-- Instructions for the task --
Rewrite the lines that begin at the one containing "Can you find the running" and stop after the one containing "point(455, 515)", changing "curb" to "sidewalk edge" everywhere it appears and leaving all else as is.

Dataset excerpts on pointing at objects:
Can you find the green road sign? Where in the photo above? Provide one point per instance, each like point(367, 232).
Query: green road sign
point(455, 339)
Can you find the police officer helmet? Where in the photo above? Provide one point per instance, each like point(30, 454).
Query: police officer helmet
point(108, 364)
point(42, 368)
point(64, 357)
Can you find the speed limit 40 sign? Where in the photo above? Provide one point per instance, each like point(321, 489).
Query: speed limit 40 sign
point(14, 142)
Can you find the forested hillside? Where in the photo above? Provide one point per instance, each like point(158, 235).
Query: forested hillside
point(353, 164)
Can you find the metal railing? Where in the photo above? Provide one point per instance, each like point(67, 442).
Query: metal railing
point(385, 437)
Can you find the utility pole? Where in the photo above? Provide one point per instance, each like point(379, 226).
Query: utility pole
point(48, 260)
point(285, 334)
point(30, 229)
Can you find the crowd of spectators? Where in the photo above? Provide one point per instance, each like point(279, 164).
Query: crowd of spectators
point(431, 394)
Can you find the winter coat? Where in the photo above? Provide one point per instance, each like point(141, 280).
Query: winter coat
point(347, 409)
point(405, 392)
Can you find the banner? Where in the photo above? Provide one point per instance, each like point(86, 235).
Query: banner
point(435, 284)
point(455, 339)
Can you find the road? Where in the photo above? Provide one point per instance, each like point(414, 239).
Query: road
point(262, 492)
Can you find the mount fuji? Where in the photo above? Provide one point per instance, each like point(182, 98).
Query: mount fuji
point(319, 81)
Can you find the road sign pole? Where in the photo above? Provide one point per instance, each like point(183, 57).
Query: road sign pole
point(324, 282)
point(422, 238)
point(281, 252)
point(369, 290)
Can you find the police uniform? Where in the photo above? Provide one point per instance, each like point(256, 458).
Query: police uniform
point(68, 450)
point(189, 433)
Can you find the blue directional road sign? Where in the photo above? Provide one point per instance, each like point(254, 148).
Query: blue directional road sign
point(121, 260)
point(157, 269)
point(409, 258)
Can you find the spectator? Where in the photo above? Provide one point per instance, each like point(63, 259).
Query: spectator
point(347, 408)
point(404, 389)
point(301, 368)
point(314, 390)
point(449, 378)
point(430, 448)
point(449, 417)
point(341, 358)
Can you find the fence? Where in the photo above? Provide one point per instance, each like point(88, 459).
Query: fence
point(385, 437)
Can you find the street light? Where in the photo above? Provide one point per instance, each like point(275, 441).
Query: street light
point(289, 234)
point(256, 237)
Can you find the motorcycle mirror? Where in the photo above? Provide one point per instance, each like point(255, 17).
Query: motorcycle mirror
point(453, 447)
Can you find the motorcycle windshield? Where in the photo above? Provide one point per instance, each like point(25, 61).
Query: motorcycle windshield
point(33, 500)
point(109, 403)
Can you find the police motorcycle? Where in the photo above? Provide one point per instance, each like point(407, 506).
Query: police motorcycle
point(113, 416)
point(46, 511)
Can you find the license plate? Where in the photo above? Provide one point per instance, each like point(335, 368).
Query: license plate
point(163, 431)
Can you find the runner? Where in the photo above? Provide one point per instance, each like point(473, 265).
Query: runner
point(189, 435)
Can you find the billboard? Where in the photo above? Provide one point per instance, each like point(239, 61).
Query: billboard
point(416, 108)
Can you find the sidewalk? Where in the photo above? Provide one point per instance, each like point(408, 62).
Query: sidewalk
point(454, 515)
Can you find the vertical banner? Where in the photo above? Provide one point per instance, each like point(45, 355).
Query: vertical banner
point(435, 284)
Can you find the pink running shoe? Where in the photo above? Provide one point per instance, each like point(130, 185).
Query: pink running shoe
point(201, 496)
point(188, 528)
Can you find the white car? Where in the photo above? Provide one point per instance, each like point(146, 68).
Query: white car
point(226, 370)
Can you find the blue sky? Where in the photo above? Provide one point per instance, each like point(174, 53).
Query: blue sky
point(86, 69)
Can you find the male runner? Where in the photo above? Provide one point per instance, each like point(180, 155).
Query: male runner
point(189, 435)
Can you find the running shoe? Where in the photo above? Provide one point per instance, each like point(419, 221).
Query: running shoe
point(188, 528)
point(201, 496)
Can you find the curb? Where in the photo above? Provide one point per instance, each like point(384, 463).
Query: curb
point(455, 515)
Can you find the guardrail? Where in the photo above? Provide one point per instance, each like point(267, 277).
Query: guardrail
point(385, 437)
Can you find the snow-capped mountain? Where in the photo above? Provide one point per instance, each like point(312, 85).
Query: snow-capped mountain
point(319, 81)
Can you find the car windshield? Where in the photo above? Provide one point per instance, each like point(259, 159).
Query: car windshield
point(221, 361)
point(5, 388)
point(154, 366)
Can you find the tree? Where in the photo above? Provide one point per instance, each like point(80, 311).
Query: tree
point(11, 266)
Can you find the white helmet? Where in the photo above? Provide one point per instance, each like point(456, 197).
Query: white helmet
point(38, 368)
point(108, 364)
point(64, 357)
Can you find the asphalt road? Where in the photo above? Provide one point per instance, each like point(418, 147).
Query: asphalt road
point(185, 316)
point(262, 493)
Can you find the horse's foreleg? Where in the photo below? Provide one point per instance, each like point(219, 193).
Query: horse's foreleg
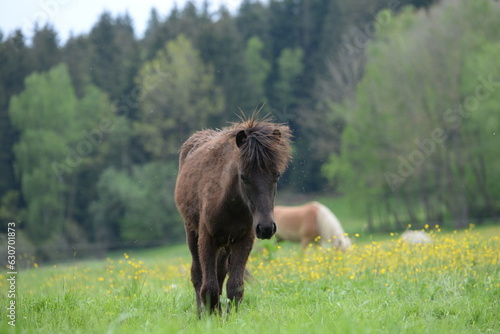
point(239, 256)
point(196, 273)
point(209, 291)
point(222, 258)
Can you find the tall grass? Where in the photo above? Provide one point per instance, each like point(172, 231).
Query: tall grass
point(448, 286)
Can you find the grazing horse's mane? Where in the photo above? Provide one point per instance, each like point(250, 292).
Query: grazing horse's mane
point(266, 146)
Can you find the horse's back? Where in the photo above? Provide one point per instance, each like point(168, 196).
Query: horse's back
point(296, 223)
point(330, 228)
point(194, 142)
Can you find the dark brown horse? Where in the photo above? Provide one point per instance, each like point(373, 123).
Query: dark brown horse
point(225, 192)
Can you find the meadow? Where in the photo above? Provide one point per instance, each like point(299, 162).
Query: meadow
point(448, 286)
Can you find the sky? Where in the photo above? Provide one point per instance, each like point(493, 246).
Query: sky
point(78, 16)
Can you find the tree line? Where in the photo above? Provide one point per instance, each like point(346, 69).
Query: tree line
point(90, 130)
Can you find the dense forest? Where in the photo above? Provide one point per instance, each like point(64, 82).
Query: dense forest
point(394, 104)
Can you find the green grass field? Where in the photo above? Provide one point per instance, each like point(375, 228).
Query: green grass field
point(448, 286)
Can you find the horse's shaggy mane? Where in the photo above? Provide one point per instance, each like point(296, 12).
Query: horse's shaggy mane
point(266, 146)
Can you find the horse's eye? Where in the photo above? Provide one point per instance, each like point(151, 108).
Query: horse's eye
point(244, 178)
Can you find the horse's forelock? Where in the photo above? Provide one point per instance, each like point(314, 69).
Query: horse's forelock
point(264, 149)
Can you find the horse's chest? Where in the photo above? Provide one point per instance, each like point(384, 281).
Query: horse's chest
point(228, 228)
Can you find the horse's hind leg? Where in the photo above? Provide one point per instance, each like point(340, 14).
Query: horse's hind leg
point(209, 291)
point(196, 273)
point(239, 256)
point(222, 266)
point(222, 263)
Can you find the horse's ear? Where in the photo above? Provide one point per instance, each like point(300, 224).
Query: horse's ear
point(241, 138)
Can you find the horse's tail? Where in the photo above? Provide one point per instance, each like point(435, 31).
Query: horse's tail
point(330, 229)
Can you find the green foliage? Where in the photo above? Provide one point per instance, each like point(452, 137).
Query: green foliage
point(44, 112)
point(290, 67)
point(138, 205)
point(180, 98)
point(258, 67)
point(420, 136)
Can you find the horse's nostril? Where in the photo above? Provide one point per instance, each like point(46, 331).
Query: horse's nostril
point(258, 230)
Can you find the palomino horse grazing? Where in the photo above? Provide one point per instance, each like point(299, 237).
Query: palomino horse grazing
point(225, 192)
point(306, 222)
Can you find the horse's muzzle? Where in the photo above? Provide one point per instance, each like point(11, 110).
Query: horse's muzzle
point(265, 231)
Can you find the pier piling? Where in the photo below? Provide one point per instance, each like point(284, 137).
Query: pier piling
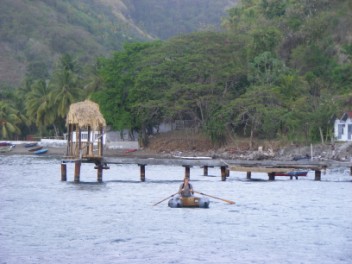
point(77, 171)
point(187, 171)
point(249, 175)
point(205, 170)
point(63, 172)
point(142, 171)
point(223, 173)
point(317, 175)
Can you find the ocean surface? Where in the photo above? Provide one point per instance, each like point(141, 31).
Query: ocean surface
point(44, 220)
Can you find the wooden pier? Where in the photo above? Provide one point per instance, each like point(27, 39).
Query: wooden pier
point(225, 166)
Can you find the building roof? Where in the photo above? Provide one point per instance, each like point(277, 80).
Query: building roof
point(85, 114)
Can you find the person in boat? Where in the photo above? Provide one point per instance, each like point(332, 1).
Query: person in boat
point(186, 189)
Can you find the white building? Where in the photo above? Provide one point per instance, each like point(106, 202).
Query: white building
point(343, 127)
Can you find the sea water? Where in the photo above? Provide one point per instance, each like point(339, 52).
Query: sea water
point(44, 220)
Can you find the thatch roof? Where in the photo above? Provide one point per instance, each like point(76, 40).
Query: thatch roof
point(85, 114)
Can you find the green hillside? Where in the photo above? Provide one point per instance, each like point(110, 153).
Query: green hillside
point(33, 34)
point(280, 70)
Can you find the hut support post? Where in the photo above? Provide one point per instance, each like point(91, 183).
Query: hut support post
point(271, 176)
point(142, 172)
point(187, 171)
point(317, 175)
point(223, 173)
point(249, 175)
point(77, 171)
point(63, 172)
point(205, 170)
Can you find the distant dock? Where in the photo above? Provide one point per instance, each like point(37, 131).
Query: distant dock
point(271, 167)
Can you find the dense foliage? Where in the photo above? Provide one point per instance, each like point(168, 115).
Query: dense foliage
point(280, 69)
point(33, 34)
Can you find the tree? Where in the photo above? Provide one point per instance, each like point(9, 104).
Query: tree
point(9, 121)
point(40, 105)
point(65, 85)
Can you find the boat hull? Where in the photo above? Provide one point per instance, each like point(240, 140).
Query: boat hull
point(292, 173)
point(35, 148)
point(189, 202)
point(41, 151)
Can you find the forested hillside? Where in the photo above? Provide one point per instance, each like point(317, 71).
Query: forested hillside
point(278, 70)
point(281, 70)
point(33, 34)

-- The solution --
Can you find the running shoe? Where in the photo above? Provide one point per instance, each like point(419, 221).
Query: running shoe
point(188, 528)
point(201, 496)
Can you find the sidewalk edge? Where in the photo above? Provide one point per instance, each like point(384, 463).
Query: sidewalk edge
point(455, 515)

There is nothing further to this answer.